:: OBJECTIVE A ::
Answer these questions from the forum excerpt, one answer per line, marked as the questions are:
(i) In what form does the first poster pass primitives to kernels?
(ii) Which class does the forum excerpt say primitive arrays are wrapped in for kernel parameters?
(iii) Which Java method is asked about as possibly locking out the GC?

:: PAGE EXTRACT ::

>>

(Some of the pending tasks make it difficult to focus on the core topic here, but some comments regarding the branches of the discussion:)
I pass primitives (ints, floats) to kernels as single-element arrays. How do you do it?
The crucial question is whether these arrays are wrapped in a Pointer
, and the kernel parameters are (from the tip of my head) the only function where this is the case. In other cases, primitive arrays are only used for emulating a pass-by-reference via single-element-pointers of the C API, without using the Pointer
class, or for trivial, local initializations.
How long is long?
Waiting for CUDA to do a memcpy can be much longer than the time it takes for the memory to be copied. Although you raise an interesting question–does a large System.arraycopy lock out the GC?
Of course, that’s not something to argue about. The current approach is broken in any case.

<<

:: SOURCE DATA ::

>>

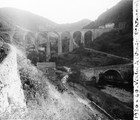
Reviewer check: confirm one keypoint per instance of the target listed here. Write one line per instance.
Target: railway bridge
(52, 39)
(120, 72)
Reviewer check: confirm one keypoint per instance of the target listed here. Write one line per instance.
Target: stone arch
(30, 39)
(110, 75)
(77, 39)
(42, 51)
(5, 37)
(17, 38)
(88, 38)
(54, 39)
(65, 37)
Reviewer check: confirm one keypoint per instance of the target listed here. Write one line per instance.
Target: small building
(102, 27)
(48, 68)
(109, 25)
(122, 25)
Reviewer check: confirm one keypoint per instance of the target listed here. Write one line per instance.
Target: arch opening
(5, 37)
(18, 39)
(65, 37)
(77, 36)
(54, 37)
(88, 39)
(30, 41)
(110, 77)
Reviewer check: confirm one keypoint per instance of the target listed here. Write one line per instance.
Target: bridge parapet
(96, 71)
(72, 42)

<<

:: OBJECTIVE B ::
Rewrite all the records above, replacing "Reviewer check" with "Annotator check" and leaving everything else unchanged. Omit the pictures from your answer.

:: EXPECTED ANSWER A ::
(i) As single-element arrays.
(ii) Pointer.
(iii) System.arraycopy.

:: EXPECTED ANSWER B ::
Annotator check: confirm one keypoint per instance of the target listed here. Write one line per instance.
Target: railway bridge
(52, 39)
(120, 72)
Annotator check: confirm one keypoint per instance of the target listed here. Write one line per instance.
Target: stone arch
(30, 39)
(110, 75)
(77, 39)
(42, 51)
(5, 37)
(17, 38)
(88, 38)
(54, 39)
(65, 37)
Annotator check: confirm one keypoint per instance of the target listed here. Write one line per instance.
Target: small building
(102, 27)
(48, 68)
(109, 25)
(122, 25)
Annotator check: confirm one keypoint per instance of the target listed here. Write one line per instance.
Target: arch opening
(5, 37)
(18, 39)
(65, 37)
(77, 36)
(54, 37)
(88, 39)
(30, 41)
(110, 77)
Annotator check: confirm one keypoint per instance of the target listed here. Write one line per instance.
Target: bridge parapet
(96, 71)
(72, 42)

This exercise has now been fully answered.